* EXERCISE DESCRIPTION *
Provide an exact reproduction of every entry.

BEGIN DATA LISTING

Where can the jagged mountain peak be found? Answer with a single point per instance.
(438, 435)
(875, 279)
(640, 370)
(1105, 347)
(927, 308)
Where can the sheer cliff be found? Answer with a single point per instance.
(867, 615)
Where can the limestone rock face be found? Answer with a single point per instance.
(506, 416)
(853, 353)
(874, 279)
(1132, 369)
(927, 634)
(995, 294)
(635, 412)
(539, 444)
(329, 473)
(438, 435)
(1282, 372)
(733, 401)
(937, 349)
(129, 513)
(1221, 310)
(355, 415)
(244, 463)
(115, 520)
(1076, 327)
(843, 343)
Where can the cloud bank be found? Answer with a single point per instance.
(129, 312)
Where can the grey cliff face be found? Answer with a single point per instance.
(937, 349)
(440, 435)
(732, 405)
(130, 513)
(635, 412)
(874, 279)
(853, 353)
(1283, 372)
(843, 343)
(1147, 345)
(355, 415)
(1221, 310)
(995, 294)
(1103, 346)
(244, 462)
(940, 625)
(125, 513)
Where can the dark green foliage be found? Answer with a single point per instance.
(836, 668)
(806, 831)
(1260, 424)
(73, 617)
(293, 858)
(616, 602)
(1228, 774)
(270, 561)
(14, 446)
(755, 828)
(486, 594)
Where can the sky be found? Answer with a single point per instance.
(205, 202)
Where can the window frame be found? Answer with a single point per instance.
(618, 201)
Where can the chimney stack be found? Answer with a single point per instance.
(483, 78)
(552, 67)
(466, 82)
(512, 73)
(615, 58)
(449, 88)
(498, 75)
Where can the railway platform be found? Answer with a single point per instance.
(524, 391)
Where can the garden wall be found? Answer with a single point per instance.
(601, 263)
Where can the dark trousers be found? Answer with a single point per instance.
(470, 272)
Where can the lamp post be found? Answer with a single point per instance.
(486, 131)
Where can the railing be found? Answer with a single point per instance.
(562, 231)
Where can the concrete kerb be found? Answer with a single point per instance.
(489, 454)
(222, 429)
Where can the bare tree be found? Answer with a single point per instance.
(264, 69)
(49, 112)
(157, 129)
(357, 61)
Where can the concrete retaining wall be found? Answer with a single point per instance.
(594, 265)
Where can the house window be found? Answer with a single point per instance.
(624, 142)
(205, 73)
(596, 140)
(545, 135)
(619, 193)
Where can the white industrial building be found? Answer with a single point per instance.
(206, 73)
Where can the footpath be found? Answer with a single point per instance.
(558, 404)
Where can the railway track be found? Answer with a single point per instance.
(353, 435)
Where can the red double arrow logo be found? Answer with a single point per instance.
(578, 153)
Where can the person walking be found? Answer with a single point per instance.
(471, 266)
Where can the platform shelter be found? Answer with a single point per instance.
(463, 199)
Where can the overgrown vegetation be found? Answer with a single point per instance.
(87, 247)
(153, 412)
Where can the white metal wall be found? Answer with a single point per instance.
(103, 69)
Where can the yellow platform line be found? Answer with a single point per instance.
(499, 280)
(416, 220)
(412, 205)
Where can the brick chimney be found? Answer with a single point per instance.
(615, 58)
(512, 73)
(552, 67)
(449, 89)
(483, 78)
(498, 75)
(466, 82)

END DATA LISTING

* FINISHED TASK *
Where can the jagged mountain peak be found? Answer with a single point per instance.
(438, 435)
(875, 279)
(640, 370)
(1105, 347)
(927, 308)
Where can the sheer cliff be found? Answer with a single point per instance.
(867, 615)
Where can the limestone rock face be found? Answer with a single point per instance.
(506, 416)
(853, 353)
(874, 279)
(1132, 369)
(927, 634)
(995, 294)
(635, 412)
(539, 444)
(329, 473)
(438, 435)
(1282, 372)
(733, 401)
(937, 349)
(129, 513)
(1221, 310)
(355, 415)
(244, 463)
(115, 520)
(1076, 327)
(843, 343)
Where can the cloud bank be found? Answer with a single point per instance.
(129, 312)
Where can the grey cliff face be found? Answer with a single point per instance.
(937, 349)
(440, 435)
(732, 405)
(130, 513)
(635, 412)
(874, 279)
(853, 353)
(1283, 372)
(843, 343)
(1147, 345)
(355, 415)
(1221, 310)
(995, 294)
(1103, 346)
(244, 462)
(940, 625)
(125, 513)
Where can the dark green foliage be found? Answer with a single point per instance.
(836, 668)
(806, 831)
(1260, 424)
(73, 617)
(293, 858)
(616, 602)
(1228, 774)
(270, 561)
(14, 446)
(755, 828)
(486, 594)
Where can the sky be found? Answer with a single point per instance.
(205, 202)
Where can the window frame be found? Answer with a single point per instance.
(618, 201)
Where can the chimney stack be found? Answer with a single point per instance.
(483, 78)
(552, 67)
(466, 82)
(512, 73)
(615, 58)
(449, 88)
(498, 75)
Where can the railway platform be found? Answer with a single point per instance.
(524, 391)
Where can the garden wall be found? Answer with a single point per instance.
(601, 263)
Where can the dark trousers be found? Answer with a single point per instance.
(470, 272)
Where can the lamp post be found? Answer with a single point per instance.
(486, 131)
Where can the railing be found? Answer with a single point per instance.
(562, 231)
Where can the concrete kerb be found? Answer with a single point per instance.
(489, 454)
(222, 429)
Where can the bare tree be found? Answer with a single point per instance.
(264, 69)
(49, 112)
(157, 129)
(357, 61)
Where can the concrete retaining wall be found? Answer with a single point per instance.
(594, 265)
Where can the house window be found? Answer with a single point per instance.
(624, 142)
(205, 73)
(596, 140)
(545, 135)
(619, 193)
Where can the white industrial building be found? Answer with a single point per instance.
(206, 73)
Where can the footpath be found? Answer with a single point per instance.
(558, 404)
Where can the railway track be found? Answer with a single point per instance.
(353, 435)
Where can the red double arrow logo be found? Answer with a single point per instance.
(578, 153)
Where can the person walking be found? Answer with a single point per instance.
(471, 266)
Where can the platform shelter be found? Answer with a single point per instance.
(463, 199)
Where can the overgrown vegetation be found? Answer with a single point per instance.
(87, 247)
(153, 412)
Where can the white metal wall be found? Answer with a single point per instance.
(103, 69)
Where can the yellow platform line be found? Answer with a single point per instance.
(499, 280)
(416, 220)
(412, 205)
Where can the brick chimney be found? Answer with a single point per instance.
(615, 58)
(512, 73)
(552, 67)
(449, 89)
(483, 78)
(498, 75)
(466, 82)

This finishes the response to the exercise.